TASK TO COMPLETE. Switch "Pointer output" to "Labeler output" in the entries, starting with the line that contains "of the church" and going on through the end of the entries. Reproduce only those lines, with nothing else changed.

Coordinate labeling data
########################################

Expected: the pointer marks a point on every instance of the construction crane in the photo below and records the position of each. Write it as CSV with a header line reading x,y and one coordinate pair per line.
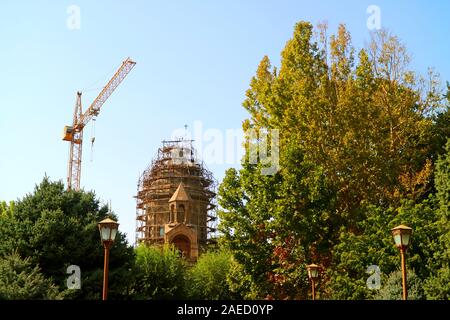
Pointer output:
x,y
74,133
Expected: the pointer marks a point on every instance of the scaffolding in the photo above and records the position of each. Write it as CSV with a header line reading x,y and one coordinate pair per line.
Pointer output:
x,y
175,163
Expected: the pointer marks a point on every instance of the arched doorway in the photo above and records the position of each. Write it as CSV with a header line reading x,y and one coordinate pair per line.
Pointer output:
x,y
183,244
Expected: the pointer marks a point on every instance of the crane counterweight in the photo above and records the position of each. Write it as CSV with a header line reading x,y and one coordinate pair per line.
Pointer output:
x,y
74,133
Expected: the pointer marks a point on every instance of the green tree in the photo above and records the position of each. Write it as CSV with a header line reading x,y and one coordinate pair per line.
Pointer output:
x,y
437,286
56,228
392,289
20,280
374,245
159,273
207,279
354,133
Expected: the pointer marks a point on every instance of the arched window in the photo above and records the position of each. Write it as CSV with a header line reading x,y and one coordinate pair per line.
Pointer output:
x,y
172,214
181,213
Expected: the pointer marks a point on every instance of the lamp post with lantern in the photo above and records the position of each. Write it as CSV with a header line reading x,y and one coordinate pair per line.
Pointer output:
x,y
108,230
313,275
402,236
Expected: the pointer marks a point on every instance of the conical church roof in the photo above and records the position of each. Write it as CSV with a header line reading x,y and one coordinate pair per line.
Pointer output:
x,y
180,194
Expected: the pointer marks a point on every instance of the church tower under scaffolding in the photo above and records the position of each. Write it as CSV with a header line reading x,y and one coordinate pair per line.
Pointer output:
x,y
175,200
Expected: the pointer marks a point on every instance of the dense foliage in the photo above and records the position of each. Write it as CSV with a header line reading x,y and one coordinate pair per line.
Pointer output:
x,y
364,145
361,150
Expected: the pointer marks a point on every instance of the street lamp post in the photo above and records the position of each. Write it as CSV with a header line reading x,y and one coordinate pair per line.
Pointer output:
x,y
402,237
108,230
313,275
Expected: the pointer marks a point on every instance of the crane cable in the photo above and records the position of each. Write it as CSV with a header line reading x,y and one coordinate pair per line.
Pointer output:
x,y
92,139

########################################

RESULT FOR THIS EXERCISE.
Expected: the pointer marks a point on every instance of the church tower under scaffolding in the photo above and records the position of each. Write it as CSV with a header line reading x,y and one coordinate pair per line.
Labeler output:
x,y
175,200
Expected: the pointer marks a point on every instance of the dense foliage in the photo above and records the position of each. Write it as CSV with a header line reading x,y and one coordinate pair per line.
Labeler output:
x,y
364,145
361,150
Expected: the pointer marks a point on every instance of the street lamp post in the photo above and records the position of each. Write it as CSV with a header line reading x,y and one coordinate pair per line.
Labeler output:
x,y
402,237
108,230
313,275
Expected: the pointer marks a point on every instance of the crane cable in the photo above and records the position of each. Write it as CSV with a header line reading x,y and one coordinate pair per line.
Labeler output:
x,y
92,139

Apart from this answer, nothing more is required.